= DIRECTIVE =
Add 42 to every point coordinate in the answers of the rows below and reproduce the rows in full, requests included, from the line that contains "Thank you for the photo. Could you tag the brown" through the end of the rows. Leave the numbers in the requests and their format samples unchanged, and omit the pictures.
────────
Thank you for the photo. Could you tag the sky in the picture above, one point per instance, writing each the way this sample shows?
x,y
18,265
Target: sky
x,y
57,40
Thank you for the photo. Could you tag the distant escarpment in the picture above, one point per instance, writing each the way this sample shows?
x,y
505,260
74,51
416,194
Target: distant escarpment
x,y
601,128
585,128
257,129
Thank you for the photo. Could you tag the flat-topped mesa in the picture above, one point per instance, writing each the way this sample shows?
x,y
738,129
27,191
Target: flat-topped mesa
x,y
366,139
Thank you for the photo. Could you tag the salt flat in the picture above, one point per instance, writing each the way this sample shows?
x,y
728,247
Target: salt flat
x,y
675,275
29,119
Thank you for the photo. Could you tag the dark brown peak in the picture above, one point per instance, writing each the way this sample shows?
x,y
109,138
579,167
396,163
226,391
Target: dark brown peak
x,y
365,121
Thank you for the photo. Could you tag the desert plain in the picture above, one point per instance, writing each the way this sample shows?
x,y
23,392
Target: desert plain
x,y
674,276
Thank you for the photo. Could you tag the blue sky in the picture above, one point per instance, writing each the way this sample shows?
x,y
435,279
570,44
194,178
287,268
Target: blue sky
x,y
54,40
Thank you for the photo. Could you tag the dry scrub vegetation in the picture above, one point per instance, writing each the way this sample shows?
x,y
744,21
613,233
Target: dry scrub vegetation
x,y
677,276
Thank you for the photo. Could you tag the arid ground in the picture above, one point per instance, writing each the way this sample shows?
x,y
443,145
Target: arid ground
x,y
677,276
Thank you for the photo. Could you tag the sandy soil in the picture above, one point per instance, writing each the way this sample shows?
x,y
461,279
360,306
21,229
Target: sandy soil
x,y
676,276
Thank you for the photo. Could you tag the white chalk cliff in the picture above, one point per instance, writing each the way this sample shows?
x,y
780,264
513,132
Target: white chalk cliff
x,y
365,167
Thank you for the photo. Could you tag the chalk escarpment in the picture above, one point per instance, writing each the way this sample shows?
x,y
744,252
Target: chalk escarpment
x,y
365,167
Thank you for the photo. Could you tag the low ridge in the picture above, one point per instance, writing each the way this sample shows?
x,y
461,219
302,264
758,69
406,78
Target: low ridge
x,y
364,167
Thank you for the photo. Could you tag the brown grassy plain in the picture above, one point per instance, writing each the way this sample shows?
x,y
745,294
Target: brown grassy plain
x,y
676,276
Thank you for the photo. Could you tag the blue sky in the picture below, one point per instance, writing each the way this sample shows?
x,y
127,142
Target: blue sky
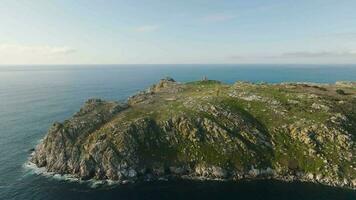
────────
= FINISHED ANSWER =
Thank you for the photo. Could you tag the brown grassy plain in the picture above, one point per instance, writing each the way this sample shows?
x,y
745,294
Target: brown grassy plain
x,y
718,318
Thank you for the photo. Could you tag the blue sky in the picture below, one point per instance, writing each the way this sample shows?
x,y
127,142
Target: blue sky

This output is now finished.